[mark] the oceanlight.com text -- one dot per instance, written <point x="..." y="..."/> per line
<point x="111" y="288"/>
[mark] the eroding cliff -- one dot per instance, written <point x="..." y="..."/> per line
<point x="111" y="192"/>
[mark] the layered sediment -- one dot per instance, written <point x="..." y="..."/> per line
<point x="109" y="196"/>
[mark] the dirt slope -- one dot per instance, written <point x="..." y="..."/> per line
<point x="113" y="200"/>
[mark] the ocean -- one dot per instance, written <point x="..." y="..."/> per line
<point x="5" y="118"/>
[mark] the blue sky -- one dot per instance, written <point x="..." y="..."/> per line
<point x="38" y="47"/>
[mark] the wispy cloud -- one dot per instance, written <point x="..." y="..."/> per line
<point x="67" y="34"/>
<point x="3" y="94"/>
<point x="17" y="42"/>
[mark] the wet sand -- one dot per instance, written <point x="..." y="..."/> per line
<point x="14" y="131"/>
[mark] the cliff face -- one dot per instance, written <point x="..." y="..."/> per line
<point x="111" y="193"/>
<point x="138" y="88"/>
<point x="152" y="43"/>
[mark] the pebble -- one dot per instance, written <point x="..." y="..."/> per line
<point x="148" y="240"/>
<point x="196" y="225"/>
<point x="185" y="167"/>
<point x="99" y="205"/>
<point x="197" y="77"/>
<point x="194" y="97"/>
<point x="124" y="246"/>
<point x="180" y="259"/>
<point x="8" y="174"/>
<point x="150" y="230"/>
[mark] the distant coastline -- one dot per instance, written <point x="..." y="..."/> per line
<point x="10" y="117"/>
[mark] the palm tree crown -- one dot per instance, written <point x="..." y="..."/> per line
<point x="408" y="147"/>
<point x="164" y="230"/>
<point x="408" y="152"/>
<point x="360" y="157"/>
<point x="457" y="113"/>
...
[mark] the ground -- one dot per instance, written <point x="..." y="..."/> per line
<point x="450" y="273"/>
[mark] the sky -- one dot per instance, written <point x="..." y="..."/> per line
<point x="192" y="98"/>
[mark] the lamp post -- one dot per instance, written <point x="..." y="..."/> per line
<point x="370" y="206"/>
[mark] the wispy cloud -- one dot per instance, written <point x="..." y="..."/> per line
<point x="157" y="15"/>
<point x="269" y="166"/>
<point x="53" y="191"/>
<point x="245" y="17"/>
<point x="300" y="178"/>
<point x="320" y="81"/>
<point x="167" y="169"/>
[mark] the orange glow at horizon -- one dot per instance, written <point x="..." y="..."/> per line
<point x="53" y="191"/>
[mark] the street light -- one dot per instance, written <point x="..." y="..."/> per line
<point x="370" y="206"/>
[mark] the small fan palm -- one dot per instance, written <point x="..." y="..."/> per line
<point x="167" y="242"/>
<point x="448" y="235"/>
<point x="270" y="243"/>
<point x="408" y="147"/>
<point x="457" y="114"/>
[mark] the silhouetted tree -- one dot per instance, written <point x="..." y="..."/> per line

*Short task:*
Copy the lines word for word, starting at the line containing "[mark] the street" and ending at the line containing "[mark] the silhouetted".

*Response:*
[mark] the street light -- one dot per instance, written <point x="..." y="..."/> per line
<point x="370" y="206"/>
[mark] the small fan palm -- one dot per instance, written <point x="..." y="..."/> per line
<point x="167" y="242"/>
<point x="448" y="235"/>
<point x="270" y="243"/>
<point x="408" y="147"/>
<point x="457" y="114"/>
[mark] the silhouetted tree -- one dot per instance, written <point x="..." y="..."/> per line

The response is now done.